──────── Data to use ────────

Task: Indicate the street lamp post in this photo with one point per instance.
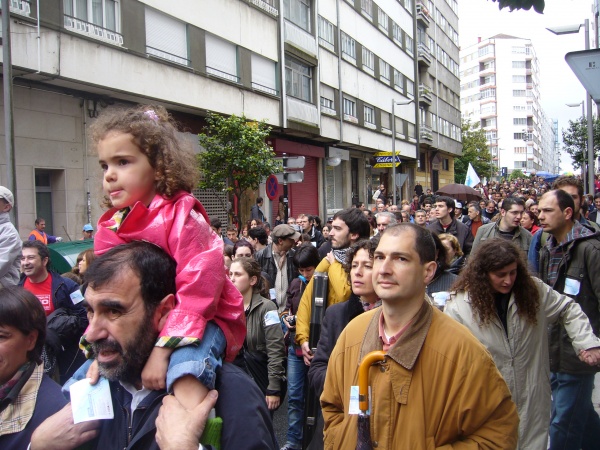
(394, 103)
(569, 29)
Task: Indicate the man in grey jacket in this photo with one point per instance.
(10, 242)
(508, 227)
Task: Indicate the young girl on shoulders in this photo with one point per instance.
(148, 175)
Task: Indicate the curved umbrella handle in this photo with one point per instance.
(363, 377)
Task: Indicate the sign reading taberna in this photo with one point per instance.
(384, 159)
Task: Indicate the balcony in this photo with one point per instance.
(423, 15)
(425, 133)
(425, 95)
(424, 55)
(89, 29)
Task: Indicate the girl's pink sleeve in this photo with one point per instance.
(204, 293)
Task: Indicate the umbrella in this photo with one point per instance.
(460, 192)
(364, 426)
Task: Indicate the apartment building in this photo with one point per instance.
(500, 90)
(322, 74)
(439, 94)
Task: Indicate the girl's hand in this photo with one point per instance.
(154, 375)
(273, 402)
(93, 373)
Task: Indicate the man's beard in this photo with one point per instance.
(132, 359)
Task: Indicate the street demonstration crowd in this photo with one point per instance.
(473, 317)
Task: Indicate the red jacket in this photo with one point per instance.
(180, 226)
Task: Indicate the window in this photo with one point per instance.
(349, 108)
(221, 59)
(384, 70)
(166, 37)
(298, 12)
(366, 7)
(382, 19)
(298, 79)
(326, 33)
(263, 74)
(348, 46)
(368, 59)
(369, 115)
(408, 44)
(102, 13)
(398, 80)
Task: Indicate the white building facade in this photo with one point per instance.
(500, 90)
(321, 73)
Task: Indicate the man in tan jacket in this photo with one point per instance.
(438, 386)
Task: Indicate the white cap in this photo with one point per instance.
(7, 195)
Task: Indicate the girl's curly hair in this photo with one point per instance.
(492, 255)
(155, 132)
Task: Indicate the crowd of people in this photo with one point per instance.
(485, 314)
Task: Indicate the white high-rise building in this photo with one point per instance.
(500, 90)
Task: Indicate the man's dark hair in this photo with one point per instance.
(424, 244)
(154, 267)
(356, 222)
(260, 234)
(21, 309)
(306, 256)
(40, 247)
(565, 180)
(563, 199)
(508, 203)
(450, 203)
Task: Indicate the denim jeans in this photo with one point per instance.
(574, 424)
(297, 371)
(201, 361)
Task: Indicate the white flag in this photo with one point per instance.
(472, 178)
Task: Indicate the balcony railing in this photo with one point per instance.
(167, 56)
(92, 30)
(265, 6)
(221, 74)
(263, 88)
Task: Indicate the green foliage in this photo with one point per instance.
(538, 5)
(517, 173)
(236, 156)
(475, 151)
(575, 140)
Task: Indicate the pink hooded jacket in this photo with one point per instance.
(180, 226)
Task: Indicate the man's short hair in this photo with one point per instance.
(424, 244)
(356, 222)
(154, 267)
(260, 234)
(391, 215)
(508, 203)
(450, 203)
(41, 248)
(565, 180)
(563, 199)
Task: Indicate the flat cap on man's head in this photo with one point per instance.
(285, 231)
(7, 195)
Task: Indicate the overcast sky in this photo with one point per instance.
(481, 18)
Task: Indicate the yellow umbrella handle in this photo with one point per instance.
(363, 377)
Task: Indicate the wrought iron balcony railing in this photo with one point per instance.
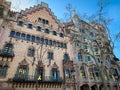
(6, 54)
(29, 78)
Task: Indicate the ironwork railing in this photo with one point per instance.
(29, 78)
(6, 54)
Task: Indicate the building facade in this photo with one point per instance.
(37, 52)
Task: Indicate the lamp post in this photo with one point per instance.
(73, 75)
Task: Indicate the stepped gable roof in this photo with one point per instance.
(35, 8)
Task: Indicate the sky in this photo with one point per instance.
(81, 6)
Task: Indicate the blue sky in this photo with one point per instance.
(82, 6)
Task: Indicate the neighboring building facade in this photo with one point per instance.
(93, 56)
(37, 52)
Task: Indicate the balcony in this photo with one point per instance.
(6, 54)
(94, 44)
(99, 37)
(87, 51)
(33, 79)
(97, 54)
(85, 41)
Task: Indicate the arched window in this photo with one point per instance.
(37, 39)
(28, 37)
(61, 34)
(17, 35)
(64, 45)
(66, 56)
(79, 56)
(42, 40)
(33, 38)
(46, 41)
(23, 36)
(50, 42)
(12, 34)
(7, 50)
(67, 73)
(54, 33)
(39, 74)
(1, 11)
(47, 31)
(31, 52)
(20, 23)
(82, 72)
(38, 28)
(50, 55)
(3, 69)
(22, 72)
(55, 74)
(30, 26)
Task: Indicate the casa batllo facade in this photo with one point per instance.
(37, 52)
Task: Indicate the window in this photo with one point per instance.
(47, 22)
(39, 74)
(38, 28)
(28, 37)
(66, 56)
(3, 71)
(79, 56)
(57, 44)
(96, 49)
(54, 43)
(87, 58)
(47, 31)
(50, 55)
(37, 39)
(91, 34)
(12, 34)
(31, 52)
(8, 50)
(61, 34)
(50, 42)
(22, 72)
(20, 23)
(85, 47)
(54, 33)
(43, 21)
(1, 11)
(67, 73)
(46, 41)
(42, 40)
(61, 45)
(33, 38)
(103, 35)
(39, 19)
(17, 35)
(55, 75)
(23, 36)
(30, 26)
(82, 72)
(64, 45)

────────

▶ What the task asks: Copy every entry word for word, but omit the pictures.

▶ Task output:
Task: Indicate the street lamp post in this photo with one point per instance.
(394, 103)
(569, 29)
Task: Indicate the man in grey jacket in this photo with one point per instance.
(10, 242)
(508, 227)
Task: Indicate the young girl on shoulders in this photo with one point per instance.
(148, 175)
Task: Indicate the curved umbrella handle in this photo with one point per instance.
(363, 377)
Task: Indicate the sign reading taberna in this photo with one point per instance.
(384, 159)
Task: Indicate the balcony in this photo with one point per instance.
(423, 15)
(425, 133)
(425, 95)
(424, 55)
(89, 29)
Task: Indicate the girl's pink sleeve in this photo with one point per instance.
(204, 293)
Task: Indicate the umbrella in this photo with one point per instance.
(460, 192)
(364, 426)
Task: Indicate the apartment building in this photo with one point per instance.
(500, 90)
(322, 74)
(439, 94)
Task: Indicate the girl's hand in this photo with one point per instance.
(154, 375)
(273, 402)
(93, 373)
Task: Indicate the man's beard in this photo with one point per instance.
(132, 359)
Task: Indicate the street demonstration crowd in this photo with one point per instance.
(473, 317)
Task: Indicate the red jacket in this photo with one point per instance.
(180, 226)
Task: Indicate the window in this photo with one point per instance.
(349, 108)
(221, 59)
(384, 70)
(166, 37)
(298, 12)
(366, 7)
(382, 19)
(298, 79)
(326, 33)
(263, 74)
(348, 46)
(368, 59)
(369, 115)
(408, 44)
(102, 13)
(398, 80)
Task: Indicate the white building facade in this photo with one point per instance.
(500, 90)
(321, 73)
Task: Indicate the man in tan jacket in this photo with one point per instance.
(438, 386)
Task: Indicate the white cap in this photo with one point per instance.
(7, 195)
Task: Indicate the girl's curly hair in this photo with one point per instance.
(492, 255)
(155, 132)
Task: Indicate the crowd of people in this photo with one point per instance.
(485, 314)
Task: Indicate the white high-rise building in this photo with one point per instance.
(500, 90)
Task: Indicate the man's dark hair in this photo with one point per instance.
(424, 244)
(154, 267)
(356, 222)
(260, 234)
(21, 309)
(306, 256)
(40, 247)
(565, 180)
(563, 199)
(508, 203)
(450, 203)
Task: Indicate the denim jeans in this photo with one point per instance.
(574, 424)
(297, 371)
(201, 361)
Task: Indicate the white flag in this photo with one point per instance.
(472, 178)
Task: Indicate the balcony railing in this photo with one point per instance.
(167, 56)
(92, 30)
(265, 6)
(221, 74)
(263, 88)
Task: Indicate the green foliage in this photo with one point per instance.
(538, 5)
(517, 173)
(236, 156)
(475, 151)
(575, 140)
Task: Indicate the pink hooded jacket in this photo with one point per instance.
(180, 226)
Task: Indicate the man's short hair in this photo with one point per instance.
(424, 244)
(356, 222)
(154, 267)
(260, 234)
(391, 215)
(508, 203)
(450, 203)
(41, 248)
(565, 180)
(563, 199)
Task: Indicate the flat cap on man's head in this photo with one point per instance.
(285, 231)
(7, 195)
Task: Indicate the overcast sky in this photo with one point per instance.
(481, 18)
Task: Indicate the yellow umbrella handle in this photo with one point per instance.
(363, 377)
Task: Indicate the wrought iron balcony railing in this photo with one point per instance.
(6, 54)
(29, 78)
Task: Indicate the ironwork railing in this photo with one point per instance.
(29, 78)
(6, 54)
Task: Indicate the building facade in this photo with one point per instance.
(37, 52)
Task: Indicate the lamp post in this photo with one point per instance.
(73, 75)
Task: Indicate the stepped gable roof in this photo with one point per instance.
(35, 8)
Task: Indicate the sky in this photo with one point per instance.
(81, 6)
Task: Indicate the blue sky in this photo with one point per instance.
(82, 6)
Task: Indicate the neighboring building facade in this photo with one point per instance.
(93, 56)
(37, 52)
Task: Indicate the balcony in this photo with one point per instance.
(6, 54)
(94, 44)
(99, 37)
(87, 51)
(33, 79)
(97, 54)
(85, 41)
Task: Indicate the arched window in this photo with one point per instance.
(37, 39)
(28, 37)
(61, 34)
(17, 35)
(64, 45)
(66, 56)
(79, 56)
(42, 40)
(33, 38)
(46, 41)
(23, 36)
(50, 42)
(12, 34)
(7, 50)
(67, 73)
(54, 33)
(39, 74)
(1, 11)
(47, 31)
(31, 52)
(20, 23)
(82, 72)
(38, 28)
(50, 55)
(3, 69)
(22, 72)
(55, 74)
(30, 26)
Task: Indicate the casa batllo facade in this photo with one point per instance.
(37, 52)
Task: Indicate the window in this photo with one point per instance.
(47, 22)
(39, 74)
(38, 28)
(28, 37)
(66, 56)
(3, 71)
(79, 56)
(57, 44)
(96, 49)
(54, 43)
(87, 58)
(47, 31)
(50, 55)
(37, 39)
(91, 34)
(12, 34)
(31, 52)
(8, 50)
(61, 34)
(50, 42)
(22, 72)
(20, 23)
(85, 47)
(54, 33)
(43, 21)
(1, 11)
(67, 73)
(46, 41)
(42, 40)
(61, 45)
(33, 38)
(103, 35)
(39, 19)
(17, 35)
(55, 75)
(23, 36)
(30, 26)
(82, 72)
(64, 45)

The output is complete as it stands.